TASK:
Please retype each record exactly as it stands below.

★ ★ ★ ★ ★ ★ ★

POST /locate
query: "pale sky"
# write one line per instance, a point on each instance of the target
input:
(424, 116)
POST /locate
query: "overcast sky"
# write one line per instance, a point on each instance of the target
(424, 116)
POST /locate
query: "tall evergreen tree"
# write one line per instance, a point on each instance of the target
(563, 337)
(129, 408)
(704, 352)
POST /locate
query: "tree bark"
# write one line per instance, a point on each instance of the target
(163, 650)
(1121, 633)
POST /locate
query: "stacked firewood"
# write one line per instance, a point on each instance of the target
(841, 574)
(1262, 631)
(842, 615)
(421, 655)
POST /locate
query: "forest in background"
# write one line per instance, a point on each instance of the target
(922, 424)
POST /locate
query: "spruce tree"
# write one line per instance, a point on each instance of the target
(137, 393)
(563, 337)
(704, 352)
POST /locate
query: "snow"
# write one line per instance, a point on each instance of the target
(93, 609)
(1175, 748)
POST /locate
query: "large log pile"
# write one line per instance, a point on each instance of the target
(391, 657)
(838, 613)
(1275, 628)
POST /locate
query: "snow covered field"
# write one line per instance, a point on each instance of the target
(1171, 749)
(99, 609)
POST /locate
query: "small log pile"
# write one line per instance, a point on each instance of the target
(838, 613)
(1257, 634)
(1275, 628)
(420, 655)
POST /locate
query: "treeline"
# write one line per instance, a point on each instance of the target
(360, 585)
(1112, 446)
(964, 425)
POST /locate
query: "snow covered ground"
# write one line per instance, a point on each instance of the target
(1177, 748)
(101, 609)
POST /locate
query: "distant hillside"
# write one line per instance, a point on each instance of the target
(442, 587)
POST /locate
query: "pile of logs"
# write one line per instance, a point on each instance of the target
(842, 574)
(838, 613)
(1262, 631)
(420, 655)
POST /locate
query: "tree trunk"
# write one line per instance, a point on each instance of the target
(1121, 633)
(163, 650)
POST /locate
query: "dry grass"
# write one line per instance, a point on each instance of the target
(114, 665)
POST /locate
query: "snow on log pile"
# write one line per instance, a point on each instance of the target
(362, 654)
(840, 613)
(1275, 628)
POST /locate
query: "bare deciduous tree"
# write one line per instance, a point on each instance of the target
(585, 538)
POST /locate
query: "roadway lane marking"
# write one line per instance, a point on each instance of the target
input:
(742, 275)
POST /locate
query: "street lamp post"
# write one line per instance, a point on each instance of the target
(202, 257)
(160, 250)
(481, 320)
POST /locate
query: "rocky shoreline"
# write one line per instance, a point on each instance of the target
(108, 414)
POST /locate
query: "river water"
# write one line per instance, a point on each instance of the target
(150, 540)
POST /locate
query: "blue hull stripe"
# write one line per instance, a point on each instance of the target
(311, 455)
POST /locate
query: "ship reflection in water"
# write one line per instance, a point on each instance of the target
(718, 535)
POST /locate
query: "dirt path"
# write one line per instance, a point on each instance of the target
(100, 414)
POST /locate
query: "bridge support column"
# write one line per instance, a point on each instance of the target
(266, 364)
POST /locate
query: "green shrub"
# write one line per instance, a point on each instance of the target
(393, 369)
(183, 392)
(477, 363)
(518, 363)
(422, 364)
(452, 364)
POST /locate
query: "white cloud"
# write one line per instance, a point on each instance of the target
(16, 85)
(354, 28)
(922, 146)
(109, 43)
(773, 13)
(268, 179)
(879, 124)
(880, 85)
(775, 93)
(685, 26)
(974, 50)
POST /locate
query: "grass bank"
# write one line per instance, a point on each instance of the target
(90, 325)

★ ★ ★ ★ ★ ★ ★

SOLUTION BELOW:
POST /locate
query: "pale sky"
# write one line per instance, a point on each instance of the target
input:
(424, 116)
POST /locate
query: "overcast sky"
# write one line per instance, a point on each instance of the target
(424, 116)
POST /locate
query: "tall evergreen tree"
# write one line per instance, a point on each instance of the target
(563, 337)
(129, 408)
(704, 352)
POST /locate
query: "tree bark"
# write one line per instance, a point on each instance of the target
(163, 650)
(1121, 633)
POST /locate
query: "stacked firewood"
# write one line per instance, a point on each instance of the target
(841, 574)
(1262, 631)
(842, 615)
(421, 655)
POST /locate
query: "forest in background"
# write one line per instance, a point on each instance of the target
(922, 424)
POST /locate
query: "spruce tree"
# write one line per instance, a point on each instance of the target
(137, 393)
(563, 337)
(704, 352)
POST /locate
query: "snow"
# write one line per instance, a point on each instance of the target
(93, 609)
(1175, 748)
POST /locate
query: "large log pile"
# write one line per instance, a point on each instance of the target
(391, 657)
(838, 613)
(1275, 628)
POST /locate
query: "snow covered field"
# write one line per instance, a point on each instance of the target
(1171, 749)
(99, 609)
POST /locate
query: "small log pile"
# write one line per instance, a point on each instance of the target
(838, 613)
(1257, 634)
(1275, 628)
(420, 655)
POST /locate
query: "treeline"
# write one line per instance, a point on each instance of the target
(360, 585)
(1112, 446)
(964, 425)
POST /locate
query: "snow covered ground"
# write one line per instance, a point on each instance of the target
(1177, 748)
(101, 609)
POST /locate
query: "distant hillside"
# write one line per instance, a point on each instance of the target
(442, 587)
POST /locate
query: "pile of logs"
# write one line per instance, a point on each instance of the target
(842, 574)
(838, 613)
(1262, 631)
(420, 655)
POST /locate
query: "tree trunk"
# write one line per instance, a point on each instance of the target
(1121, 633)
(163, 650)
POST /locate
query: "dry grass"
# write one line per instance, a point on each instance of the target
(114, 665)
POST /locate
query: "snow on log pile"
# write one line per instance, a point on each instance of the target
(362, 654)
(840, 613)
(1275, 628)
POST /locate
query: "bare deciduous tree"
# write one line per instance, a point on each instance of the target
(585, 538)
POST /locate
query: "roadway lane marking"
# write one line per instance, a point on each instance of the target
input:
(742, 275)
POST /locate
query: "street lamp post"
# write one line per instance, a point on each instance of the target
(202, 257)
(160, 250)
(481, 320)
POST /locate
query: "rocky shoreline"
# write one line per instance, a point on each instance of the target
(108, 414)
POST /locate
query: "river water"
# write one line per instance, a point on each instance of the target
(150, 540)
POST /locate
query: "blue hull stripe"
# write one line per instance, a point on each instance of the target
(311, 455)
POST /locate
query: "ship reflection in water"
# write one line per instance, a point on each instance of the target
(718, 535)
POST /locate
query: "dirt path"
# write one line per instance, a point on each instance of the target
(100, 414)
POST /locate
query: "bridge support column"
# write one line per instance, a point on each instance of the target
(266, 364)
POST /locate
query: "green shrub"
# write one line per instance, a point on each instance of the target
(393, 369)
(183, 392)
(477, 363)
(518, 363)
(422, 364)
(452, 364)
POST /locate
query: "white cloud"
# write one line per instance, a point on each instance of the target
(16, 85)
(354, 28)
(922, 146)
(109, 43)
(773, 13)
(268, 179)
(879, 124)
(880, 85)
(775, 93)
(685, 26)
(974, 50)
POST /locate
query: "grass bank"
# write one line per instance, a point on each instance of the target
(90, 325)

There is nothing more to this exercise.